* _DIRECTIONS FOR THIS TASK_: Count the lines in the records below that contain the string "near", treating uppercase and lowercase as different. Reply with the number alone.

(Extracted data entries)
>>>>>

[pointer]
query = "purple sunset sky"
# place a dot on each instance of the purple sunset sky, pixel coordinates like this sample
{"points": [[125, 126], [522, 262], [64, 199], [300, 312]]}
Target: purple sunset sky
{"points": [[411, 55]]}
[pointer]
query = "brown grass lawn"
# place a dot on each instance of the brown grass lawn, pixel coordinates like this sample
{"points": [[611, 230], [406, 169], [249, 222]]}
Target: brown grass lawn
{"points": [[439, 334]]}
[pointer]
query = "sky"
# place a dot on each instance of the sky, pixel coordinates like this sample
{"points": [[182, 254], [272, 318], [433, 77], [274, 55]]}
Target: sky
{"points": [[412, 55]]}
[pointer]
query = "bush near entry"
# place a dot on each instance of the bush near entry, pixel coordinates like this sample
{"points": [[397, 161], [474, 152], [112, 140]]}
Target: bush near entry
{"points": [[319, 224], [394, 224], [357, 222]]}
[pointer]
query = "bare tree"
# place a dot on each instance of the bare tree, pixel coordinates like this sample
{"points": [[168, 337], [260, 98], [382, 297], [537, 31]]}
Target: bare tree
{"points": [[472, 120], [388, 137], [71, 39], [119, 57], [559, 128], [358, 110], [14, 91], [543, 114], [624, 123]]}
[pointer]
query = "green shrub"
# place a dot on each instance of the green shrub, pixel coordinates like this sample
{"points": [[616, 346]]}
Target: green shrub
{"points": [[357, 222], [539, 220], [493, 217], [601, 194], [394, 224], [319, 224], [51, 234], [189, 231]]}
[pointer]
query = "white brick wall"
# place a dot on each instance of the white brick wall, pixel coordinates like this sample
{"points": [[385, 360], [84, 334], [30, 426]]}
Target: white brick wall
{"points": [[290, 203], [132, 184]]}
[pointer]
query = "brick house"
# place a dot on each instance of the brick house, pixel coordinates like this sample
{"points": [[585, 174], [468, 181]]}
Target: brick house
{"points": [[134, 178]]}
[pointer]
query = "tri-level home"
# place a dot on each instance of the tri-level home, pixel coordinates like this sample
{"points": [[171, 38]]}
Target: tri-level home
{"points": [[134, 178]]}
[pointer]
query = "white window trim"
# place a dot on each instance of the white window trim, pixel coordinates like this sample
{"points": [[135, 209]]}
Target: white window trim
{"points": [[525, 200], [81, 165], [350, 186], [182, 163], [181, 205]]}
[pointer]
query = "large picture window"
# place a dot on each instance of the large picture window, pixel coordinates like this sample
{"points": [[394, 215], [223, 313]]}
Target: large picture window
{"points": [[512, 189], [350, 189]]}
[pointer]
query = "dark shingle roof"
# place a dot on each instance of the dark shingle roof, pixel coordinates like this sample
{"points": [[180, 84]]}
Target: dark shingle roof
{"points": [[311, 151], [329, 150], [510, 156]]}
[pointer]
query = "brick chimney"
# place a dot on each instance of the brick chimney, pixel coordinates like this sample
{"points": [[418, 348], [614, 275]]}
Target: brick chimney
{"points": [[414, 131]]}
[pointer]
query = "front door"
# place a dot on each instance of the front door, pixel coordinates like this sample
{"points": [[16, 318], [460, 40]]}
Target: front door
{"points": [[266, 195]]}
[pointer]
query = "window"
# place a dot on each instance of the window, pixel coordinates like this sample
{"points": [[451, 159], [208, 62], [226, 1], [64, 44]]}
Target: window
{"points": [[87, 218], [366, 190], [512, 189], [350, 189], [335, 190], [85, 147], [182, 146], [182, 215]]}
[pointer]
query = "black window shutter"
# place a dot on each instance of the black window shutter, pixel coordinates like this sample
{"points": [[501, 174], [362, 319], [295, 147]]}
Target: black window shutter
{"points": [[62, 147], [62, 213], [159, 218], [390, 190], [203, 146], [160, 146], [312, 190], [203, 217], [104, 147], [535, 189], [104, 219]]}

<<<<<

* _THE OUTPUT_: 3